**REQUIREMENTS**
Pull out every line of the items below that contains the word "black", copying each one in full. Case counts, so match only lines where the word has exactly that capitalization.

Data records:

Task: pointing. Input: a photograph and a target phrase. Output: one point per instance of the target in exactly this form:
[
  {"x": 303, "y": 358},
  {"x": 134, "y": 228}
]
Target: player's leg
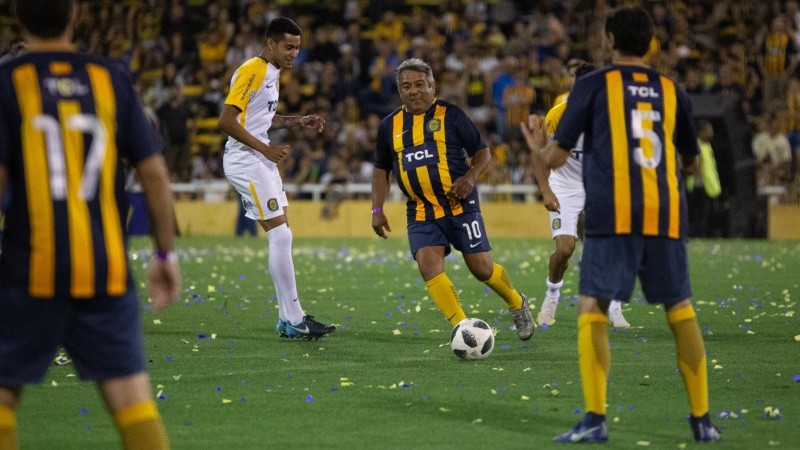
[
  {"x": 104, "y": 340},
  {"x": 564, "y": 227},
  {"x": 599, "y": 282},
  {"x": 130, "y": 402},
  {"x": 265, "y": 201},
  {"x": 9, "y": 399},
  {"x": 666, "y": 281},
  {"x": 468, "y": 234},
  {"x": 429, "y": 246},
  {"x": 615, "y": 315}
]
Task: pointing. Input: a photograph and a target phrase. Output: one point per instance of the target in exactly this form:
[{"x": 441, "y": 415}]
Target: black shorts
[
  {"x": 466, "y": 232},
  {"x": 610, "y": 265},
  {"x": 102, "y": 335}
]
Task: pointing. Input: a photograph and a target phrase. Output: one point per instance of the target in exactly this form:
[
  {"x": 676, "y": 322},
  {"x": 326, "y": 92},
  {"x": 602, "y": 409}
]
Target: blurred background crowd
[{"x": 499, "y": 59}]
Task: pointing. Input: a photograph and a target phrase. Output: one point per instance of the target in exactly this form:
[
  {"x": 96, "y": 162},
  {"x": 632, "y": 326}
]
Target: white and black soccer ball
[{"x": 472, "y": 339}]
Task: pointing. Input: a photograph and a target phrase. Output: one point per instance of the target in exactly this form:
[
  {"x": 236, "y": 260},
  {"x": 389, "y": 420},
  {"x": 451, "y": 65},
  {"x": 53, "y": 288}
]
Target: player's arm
[
  {"x": 164, "y": 278},
  {"x": 229, "y": 123},
  {"x": 465, "y": 184},
  {"x": 380, "y": 180},
  {"x": 380, "y": 190},
  {"x": 313, "y": 121},
  {"x": 534, "y": 139}
]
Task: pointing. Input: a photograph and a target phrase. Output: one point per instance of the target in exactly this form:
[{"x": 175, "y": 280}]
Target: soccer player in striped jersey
[
  {"x": 66, "y": 122},
  {"x": 251, "y": 163},
  {"x": 639, "y": 142},
  {"x": 437, "y": 155},
  {"x": 563, "y": 195}
]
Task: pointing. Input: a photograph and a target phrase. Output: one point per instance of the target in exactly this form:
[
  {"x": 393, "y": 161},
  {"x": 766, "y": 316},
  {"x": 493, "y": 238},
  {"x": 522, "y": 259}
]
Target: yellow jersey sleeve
[{"x": 245, "y": 81}]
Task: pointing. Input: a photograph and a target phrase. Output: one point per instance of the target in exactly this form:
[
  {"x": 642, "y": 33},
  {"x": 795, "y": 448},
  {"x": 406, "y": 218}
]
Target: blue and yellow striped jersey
[
  {"x": 427, "y": 153},
  {"x": 636, "y": 123},
  {"x": 66, "y": 121}
]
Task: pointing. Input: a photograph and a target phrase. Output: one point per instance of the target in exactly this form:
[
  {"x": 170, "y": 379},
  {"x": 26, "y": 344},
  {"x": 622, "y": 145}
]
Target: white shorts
[
  {"x": 262, "y": 192},
  {"x": 566, "y": 222}
]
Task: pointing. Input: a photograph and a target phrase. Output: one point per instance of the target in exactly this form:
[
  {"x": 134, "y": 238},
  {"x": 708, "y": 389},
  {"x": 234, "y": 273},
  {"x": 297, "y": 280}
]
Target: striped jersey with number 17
[{"x": 66, "y": 121}]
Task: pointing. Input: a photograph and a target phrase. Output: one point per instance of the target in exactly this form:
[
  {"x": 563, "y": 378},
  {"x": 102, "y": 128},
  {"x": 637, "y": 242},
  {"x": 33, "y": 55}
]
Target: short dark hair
[
  {"x": 632, "y": 28},
  {"x": 581, "y": 68},
  {"x": 44, "y": 18},
  {"x": 281, "y": 26}
]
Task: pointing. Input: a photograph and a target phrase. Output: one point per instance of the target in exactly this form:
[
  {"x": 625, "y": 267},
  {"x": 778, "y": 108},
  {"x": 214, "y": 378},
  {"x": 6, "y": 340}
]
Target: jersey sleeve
[
  {"x": 469, "y": 136},
  {"x": 245, "y": 80},
  {"x": 137, "y": 137},
  {"x": 685, "y": 136},
  {"x": 383, "y": 150},
  {"x": 576, "y": 114}
]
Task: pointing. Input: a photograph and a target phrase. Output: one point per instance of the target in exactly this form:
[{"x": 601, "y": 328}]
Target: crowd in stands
[{"x": 500, "y": 59}]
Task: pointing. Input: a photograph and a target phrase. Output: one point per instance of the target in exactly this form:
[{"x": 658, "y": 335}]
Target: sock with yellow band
[
  {"x": 140, "y": 427},
  {"x": 691, "y": 355},
  {"x": 500, "y": 282},
  {"x": 594, "y": 358},
  {"x": 8, "y": 428},
  {"x": 445, "y": 296}
]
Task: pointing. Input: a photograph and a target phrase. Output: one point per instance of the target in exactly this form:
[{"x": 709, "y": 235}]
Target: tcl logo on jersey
[
  {"x": 643, "y": 91},
  {"x": 419, "y": 155}
]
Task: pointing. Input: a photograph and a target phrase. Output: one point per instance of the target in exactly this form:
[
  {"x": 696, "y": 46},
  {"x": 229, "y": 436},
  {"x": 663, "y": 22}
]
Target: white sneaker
[
  {"x": 547, "y": 316},
  {"x": 615, "y": 314}
]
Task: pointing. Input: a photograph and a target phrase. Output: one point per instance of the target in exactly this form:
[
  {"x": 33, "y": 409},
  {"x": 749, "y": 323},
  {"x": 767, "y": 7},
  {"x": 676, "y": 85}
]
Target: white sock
[
  {"x": 554, "y": 289},
  {"x": 281, "y": 268}
]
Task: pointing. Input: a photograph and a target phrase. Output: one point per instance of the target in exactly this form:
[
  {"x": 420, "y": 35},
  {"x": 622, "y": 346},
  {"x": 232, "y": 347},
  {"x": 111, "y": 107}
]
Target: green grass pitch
[{"x": 387, "y": 378}]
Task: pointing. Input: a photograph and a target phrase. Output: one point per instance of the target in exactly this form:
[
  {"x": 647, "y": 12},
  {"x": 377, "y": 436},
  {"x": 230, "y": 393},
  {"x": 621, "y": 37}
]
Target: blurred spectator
[
  {"x": 175, "y": 119},
  {"x": 704, "y": 188},
  {"x": 772, "y": 152},
  {"x": 778, "y": 59}
]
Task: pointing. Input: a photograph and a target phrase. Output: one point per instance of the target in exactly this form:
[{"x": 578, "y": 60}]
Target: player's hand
[
  {"x": 380, "y": 224},
  {"x": 551, "y": 201},
  {"x": 163, "y": 283},
  {"x": 313, "y": 121},
  {"x": 276, "y": 153},
  {"x": 534, "y": 132}
]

**WRITTEN ANSWER**
Target: black shorts
Target: white and black soccer ball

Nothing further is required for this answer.